+++ DATA PROVIDED +++

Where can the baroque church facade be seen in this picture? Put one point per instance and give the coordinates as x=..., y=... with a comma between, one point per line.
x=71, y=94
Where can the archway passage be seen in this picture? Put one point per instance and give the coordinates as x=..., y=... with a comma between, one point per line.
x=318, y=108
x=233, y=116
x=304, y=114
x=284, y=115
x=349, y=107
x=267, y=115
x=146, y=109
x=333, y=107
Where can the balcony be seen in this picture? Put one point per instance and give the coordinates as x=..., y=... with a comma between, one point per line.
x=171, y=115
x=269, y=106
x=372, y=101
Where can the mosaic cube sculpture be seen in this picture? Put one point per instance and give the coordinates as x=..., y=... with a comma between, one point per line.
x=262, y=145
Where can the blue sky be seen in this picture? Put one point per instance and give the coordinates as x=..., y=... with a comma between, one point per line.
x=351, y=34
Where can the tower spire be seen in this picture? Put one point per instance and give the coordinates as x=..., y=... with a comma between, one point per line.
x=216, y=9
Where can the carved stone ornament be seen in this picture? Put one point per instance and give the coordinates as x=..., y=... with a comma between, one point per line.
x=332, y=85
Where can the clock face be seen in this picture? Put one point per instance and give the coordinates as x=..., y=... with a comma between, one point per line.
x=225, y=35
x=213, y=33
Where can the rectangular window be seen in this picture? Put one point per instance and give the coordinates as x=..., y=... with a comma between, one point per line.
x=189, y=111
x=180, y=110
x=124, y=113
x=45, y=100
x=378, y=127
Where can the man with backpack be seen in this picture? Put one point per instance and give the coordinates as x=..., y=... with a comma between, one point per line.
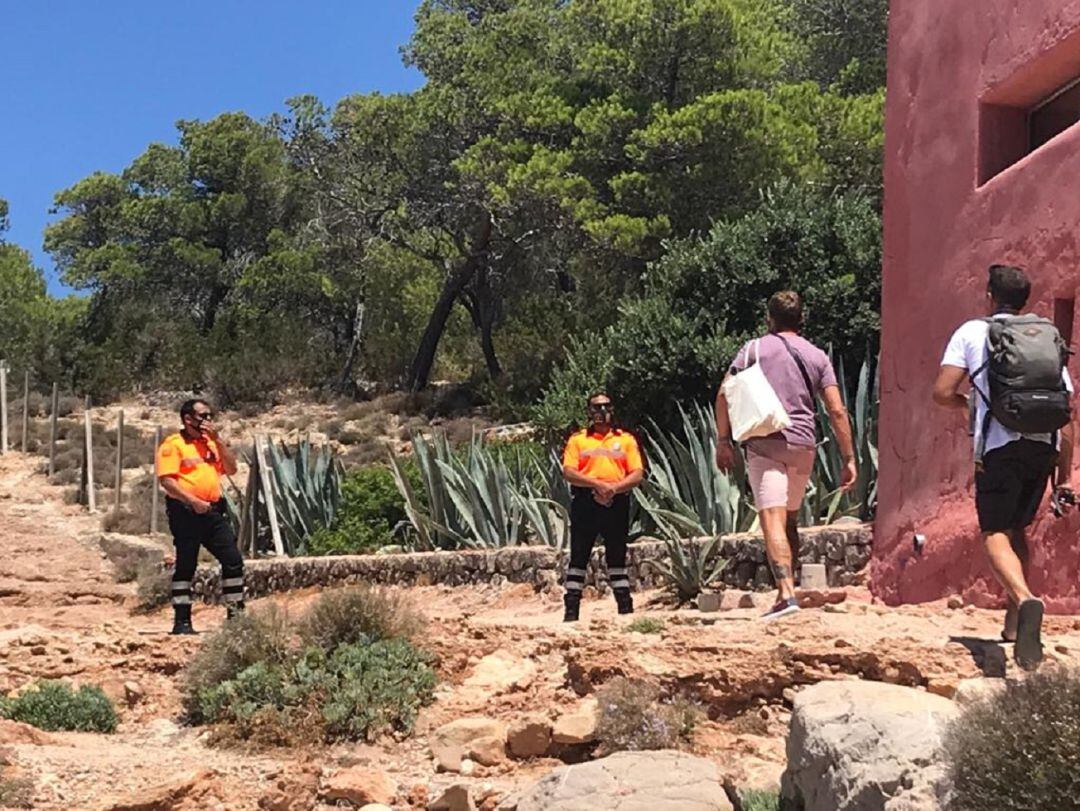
x=1020, y=416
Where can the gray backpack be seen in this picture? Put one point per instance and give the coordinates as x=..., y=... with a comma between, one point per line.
x=1025, y=359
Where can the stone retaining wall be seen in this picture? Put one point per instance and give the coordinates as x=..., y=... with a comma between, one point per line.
x=845, y=550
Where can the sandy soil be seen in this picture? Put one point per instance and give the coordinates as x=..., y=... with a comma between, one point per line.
x=64, y=616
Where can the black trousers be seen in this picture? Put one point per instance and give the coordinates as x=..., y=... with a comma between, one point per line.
x=212, y=529
x=589, y=521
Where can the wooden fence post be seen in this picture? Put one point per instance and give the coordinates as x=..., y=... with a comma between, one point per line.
x=3, y=406
x=119, y=484
x=154, y=499
x=265, y=474
x=26, y=408
x=52, y=429
x=89, y=457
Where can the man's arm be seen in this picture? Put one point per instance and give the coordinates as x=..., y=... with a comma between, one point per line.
x=841, y=427
x=173, y=489
x=578, y=478
x=631, y=481
x=725, y=448
x=1065, y=456
x=947, y=387
x=228, y=458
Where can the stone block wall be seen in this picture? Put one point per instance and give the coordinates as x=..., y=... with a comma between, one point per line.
x=845, y=550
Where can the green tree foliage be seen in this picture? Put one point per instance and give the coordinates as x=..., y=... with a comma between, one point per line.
x=530, y=191
x=706, y=296
x=844, y=41
x=38, y=330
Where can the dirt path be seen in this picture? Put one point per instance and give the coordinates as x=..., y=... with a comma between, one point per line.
x=502, y=652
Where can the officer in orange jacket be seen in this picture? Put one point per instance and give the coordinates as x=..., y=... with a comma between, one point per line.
x=190, y=464
x=603, y=463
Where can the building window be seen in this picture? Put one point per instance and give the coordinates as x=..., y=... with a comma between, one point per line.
x=1017, y=119
x=1053, y=116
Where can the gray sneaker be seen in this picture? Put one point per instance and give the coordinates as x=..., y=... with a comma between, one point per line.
x=783, y=608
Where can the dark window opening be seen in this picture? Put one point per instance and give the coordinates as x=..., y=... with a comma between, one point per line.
x=1053, y=116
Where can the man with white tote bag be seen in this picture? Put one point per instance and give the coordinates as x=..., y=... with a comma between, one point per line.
x=767, y=402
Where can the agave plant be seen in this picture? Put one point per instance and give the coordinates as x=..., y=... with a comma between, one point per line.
x=475, y=499
x=306, y=484
x=686, y=495
x=687, y=572
x=825, y=501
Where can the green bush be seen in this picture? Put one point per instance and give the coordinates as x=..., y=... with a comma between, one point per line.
x=646, y=625
x=349, y=616
x=759, y=799
x=633, y=717
x=54, y=706
x=353, y=676
x=370, y=512
x=356, y=692
x=254, y=637
x=1018, y=749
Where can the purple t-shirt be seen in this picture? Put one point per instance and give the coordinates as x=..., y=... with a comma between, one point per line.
x=787, y=381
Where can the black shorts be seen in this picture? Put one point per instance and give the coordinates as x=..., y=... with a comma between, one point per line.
x=1011, y=484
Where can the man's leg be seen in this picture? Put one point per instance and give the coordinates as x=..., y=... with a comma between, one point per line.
x=1017, y=540
x=778, y=549
x=582, y=537
x=1008, y=492
x=184, y=527
x=792, y=530
x=1007, y=566
x=221, y=542
x=616, y=530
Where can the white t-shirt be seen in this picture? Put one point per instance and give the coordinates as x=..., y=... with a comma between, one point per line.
x=967, y=349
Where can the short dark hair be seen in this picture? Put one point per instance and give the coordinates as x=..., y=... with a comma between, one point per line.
x=785, y=309
x=188, y=406
x=1009, y=286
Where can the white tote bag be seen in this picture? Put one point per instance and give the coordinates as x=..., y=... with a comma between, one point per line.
x=753, y=405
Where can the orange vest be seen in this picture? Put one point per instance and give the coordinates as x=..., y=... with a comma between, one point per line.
x=196, y=464
x=610, y=457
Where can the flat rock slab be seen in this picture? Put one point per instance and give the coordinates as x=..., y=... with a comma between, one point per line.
x=631, y=781
x=866, y=746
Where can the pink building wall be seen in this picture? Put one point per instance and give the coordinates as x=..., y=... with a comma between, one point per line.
x=961, y=78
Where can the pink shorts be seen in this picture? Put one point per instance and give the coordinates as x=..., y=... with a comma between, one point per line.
x=779, y=473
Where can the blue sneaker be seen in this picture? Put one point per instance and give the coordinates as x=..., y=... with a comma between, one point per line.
x=783, y=608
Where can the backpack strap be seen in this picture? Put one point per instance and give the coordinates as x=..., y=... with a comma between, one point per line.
x=798, y=362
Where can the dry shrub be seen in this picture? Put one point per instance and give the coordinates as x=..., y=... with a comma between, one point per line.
x=254, y=637
x=358, y=613
x=16, y=791
x=1020, y=748
x=634, y=717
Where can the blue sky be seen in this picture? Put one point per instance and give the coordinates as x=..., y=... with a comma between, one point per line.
x=88, y=85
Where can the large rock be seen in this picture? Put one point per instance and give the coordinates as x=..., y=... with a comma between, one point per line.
x=631, y=781
x=579, y=725
x=529, y=737
x=455, y=798
x=359, y=786
x=481, y=739
x=501, y=672
x=866, y=746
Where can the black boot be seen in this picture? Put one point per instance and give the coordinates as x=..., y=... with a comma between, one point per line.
x=181, y=621
x=571, y=606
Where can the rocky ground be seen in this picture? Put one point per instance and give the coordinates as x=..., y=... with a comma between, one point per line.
x=503, y=658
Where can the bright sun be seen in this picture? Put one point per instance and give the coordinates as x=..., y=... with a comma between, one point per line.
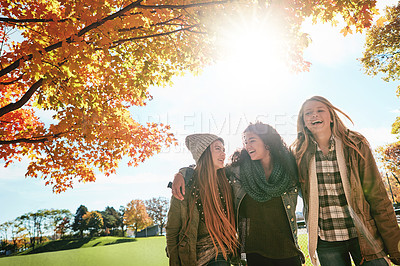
x=253, y=51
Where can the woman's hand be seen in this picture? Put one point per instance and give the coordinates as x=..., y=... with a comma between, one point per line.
x=178, y=186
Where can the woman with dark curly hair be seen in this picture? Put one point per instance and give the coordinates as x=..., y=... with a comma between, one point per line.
x=263, y=176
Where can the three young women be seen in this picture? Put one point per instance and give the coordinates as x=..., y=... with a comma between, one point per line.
x=263, y=177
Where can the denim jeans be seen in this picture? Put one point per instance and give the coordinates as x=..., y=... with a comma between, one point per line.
x=338, y=253
x=254, y=259
x=219, y=261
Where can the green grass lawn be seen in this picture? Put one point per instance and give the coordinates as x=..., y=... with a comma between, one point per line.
x=97, y=252
x=107, y=251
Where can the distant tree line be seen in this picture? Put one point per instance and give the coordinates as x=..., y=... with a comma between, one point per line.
x=34, y=228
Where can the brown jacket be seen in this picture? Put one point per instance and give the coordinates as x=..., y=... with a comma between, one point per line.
x=374, y=217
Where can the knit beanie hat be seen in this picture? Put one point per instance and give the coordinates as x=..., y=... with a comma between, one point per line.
x=198, y=143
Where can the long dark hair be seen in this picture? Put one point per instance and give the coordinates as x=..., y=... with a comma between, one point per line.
x=280, y=152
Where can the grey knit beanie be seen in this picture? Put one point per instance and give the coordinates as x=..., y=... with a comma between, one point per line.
x=198, y=143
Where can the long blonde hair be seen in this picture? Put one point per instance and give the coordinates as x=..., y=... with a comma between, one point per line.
x=338, y=129
x=220, y=225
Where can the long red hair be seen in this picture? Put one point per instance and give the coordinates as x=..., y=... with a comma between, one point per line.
x=220, y=225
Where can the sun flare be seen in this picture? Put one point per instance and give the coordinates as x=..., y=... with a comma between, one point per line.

+++

Would you retype the lines of the data above, from the one holding "Where can the long red" through its final line, exactly and without adding any other line?

### EXERCISE OUTPUT
Where can the long red hair be seen in this picture? Put one point per instance and give the coordinates as x=..., y=... with a comma between, one point per line.
x=220, y=225
Where can the sun flare be seen in this picture? Put one point per instance and give the coordinates as x=..., y=... with a comma between, one point per line.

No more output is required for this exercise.